## Begin Dataset entries

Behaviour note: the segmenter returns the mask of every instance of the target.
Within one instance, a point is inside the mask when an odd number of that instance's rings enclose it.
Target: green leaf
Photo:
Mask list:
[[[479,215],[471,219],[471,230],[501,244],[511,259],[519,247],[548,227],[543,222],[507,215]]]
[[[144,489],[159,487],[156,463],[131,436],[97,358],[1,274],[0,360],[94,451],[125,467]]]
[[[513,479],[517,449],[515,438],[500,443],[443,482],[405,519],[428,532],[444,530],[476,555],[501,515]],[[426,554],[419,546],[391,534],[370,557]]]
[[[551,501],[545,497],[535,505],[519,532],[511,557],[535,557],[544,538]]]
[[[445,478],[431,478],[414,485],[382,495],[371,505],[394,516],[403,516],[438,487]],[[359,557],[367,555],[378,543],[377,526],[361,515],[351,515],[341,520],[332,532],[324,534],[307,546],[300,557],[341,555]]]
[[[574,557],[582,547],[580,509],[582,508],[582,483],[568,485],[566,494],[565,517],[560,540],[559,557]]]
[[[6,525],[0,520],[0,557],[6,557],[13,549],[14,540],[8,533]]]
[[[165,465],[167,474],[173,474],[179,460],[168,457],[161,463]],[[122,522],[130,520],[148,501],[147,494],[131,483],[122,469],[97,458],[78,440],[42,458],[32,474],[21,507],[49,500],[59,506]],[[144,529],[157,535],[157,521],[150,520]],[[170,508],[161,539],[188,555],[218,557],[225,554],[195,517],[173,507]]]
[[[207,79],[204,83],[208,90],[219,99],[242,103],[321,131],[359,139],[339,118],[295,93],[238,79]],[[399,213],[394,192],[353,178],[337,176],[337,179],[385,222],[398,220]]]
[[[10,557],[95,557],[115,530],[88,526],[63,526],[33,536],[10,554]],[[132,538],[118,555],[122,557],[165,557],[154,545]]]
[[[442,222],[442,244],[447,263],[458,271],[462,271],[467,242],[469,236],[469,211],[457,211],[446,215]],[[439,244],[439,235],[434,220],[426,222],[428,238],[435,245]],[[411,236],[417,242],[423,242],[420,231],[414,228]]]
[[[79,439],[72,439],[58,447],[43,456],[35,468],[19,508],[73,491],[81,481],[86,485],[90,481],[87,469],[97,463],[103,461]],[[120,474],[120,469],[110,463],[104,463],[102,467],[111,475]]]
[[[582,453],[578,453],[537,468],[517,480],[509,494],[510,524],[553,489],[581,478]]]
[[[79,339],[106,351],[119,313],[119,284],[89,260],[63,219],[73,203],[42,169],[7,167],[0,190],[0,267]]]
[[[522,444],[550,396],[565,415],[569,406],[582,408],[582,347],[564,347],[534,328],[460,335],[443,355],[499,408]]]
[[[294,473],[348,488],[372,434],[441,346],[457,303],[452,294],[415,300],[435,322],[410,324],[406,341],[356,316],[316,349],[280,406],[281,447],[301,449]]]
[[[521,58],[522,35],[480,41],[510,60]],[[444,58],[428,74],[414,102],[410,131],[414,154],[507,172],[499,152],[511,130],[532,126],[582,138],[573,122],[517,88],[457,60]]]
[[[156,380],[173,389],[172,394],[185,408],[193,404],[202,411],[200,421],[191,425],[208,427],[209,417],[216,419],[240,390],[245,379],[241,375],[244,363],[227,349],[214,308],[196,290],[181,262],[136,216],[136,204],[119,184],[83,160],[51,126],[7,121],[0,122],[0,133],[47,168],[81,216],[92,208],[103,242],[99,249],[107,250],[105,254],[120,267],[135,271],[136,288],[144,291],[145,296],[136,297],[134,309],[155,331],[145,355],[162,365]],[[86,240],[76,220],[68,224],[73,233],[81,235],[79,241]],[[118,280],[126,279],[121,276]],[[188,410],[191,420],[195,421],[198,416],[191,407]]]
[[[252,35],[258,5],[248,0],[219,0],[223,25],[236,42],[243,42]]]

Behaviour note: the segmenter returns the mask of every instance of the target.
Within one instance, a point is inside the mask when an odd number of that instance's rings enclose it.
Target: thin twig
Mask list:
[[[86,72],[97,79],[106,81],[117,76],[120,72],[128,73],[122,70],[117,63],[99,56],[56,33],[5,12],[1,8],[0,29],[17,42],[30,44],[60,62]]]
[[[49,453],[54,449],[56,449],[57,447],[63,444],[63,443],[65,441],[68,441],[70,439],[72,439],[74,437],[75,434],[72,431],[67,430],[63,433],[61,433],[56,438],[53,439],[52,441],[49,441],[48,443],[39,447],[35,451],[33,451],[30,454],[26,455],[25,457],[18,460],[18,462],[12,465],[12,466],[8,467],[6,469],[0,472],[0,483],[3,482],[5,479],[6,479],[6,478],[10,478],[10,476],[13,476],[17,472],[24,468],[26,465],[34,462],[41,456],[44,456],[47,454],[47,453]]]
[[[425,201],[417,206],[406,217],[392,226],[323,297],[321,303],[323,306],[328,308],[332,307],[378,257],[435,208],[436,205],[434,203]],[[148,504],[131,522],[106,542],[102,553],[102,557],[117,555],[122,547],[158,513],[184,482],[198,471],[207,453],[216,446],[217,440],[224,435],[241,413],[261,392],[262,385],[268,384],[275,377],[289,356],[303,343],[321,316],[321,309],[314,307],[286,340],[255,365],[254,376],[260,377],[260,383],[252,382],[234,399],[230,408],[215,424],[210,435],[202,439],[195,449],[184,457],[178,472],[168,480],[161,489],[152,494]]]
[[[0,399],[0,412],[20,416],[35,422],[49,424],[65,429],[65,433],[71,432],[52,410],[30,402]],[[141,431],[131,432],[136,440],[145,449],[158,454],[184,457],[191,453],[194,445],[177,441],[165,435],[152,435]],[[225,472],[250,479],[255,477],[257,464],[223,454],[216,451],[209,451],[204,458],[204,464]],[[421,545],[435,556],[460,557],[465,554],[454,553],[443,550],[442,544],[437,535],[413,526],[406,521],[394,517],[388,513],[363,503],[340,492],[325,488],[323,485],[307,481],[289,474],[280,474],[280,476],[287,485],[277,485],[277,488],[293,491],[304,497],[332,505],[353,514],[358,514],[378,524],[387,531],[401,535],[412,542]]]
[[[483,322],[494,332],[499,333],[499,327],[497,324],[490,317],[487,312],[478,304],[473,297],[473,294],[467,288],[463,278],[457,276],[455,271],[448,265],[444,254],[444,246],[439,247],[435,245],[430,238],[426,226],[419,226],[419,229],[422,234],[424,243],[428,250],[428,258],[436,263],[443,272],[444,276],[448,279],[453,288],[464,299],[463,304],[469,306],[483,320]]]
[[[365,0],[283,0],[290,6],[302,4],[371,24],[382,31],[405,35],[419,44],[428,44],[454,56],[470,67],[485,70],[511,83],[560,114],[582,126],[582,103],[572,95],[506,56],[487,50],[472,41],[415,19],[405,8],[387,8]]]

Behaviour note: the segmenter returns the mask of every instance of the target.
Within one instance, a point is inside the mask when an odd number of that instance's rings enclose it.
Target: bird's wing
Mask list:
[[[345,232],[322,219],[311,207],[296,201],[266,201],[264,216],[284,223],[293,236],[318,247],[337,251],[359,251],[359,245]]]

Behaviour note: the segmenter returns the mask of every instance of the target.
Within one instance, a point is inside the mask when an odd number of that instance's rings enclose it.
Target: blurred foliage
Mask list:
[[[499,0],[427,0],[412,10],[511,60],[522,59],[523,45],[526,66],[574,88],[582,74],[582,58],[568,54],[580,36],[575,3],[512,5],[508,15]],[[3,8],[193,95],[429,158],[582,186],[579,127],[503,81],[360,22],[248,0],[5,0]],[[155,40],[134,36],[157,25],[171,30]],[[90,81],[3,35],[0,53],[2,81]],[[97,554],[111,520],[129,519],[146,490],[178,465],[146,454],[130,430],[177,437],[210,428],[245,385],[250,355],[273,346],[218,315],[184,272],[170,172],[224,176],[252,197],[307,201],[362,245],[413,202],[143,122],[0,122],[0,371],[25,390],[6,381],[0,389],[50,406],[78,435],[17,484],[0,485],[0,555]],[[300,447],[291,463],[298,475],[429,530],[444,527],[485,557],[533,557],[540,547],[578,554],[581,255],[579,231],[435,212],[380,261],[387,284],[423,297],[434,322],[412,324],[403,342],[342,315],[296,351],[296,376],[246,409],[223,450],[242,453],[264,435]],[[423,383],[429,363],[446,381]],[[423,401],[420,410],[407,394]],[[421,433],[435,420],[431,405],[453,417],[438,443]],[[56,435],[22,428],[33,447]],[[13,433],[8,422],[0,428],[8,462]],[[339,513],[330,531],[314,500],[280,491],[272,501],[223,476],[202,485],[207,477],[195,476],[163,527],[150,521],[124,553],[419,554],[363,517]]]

## End Dataset entries

— Set problem —
Copy the lines from the start of the records through the line containing "[[[6,525],[0,520],[0,557],[6,557],[13,549],[14,540],[8,533]]]", reproducing each one exactly, including both ends.

— Exercise output —
Behaviour note: the segmenter returns the mask of every instance of the target.
Within one instance, a point is inside the mask when an odd number of that instance's rings enclose it.
Target: green leaf
Photo:
Mask list:
[[[479,215],[471,219],[471,230],[501,244],[511,259],[519,247],[548,227],[543,222],[507,215]]]
[[[144,489],[159,487],[156,463],[131,436],[97,358],[1,274],[0,360],[94,451],[125,467]]]
[[[513,479],[517,449],[515,438],[500,443],[443,482],[405,519],[428,532],[444,530],[476,555],[501,515]],[[426,554],[419,546],[391,534],[370,557]]]
[[[551,501],[545,497],[535,505],[519,532],[511,557],[535,557],[544,538]]]
[[[445,478],[431,478],[414,485],[382,495],[371,505],[394,516],[403,516],[438,487]],[[359,557],[367,555],[378,543],[377,526],[361,515],[351,515],[341,520],[332,532],[324,534],[307,546],[300,557],[341,555]]]
[[[574,557],[582,547],[580,509],[582,508],[582,483],[568,485],[566,494],[565,517],[560,540],[559,557]]]
[[[6,525],[0,520],[0,557],[6,557],[13,549],[14,540],[8,533]]]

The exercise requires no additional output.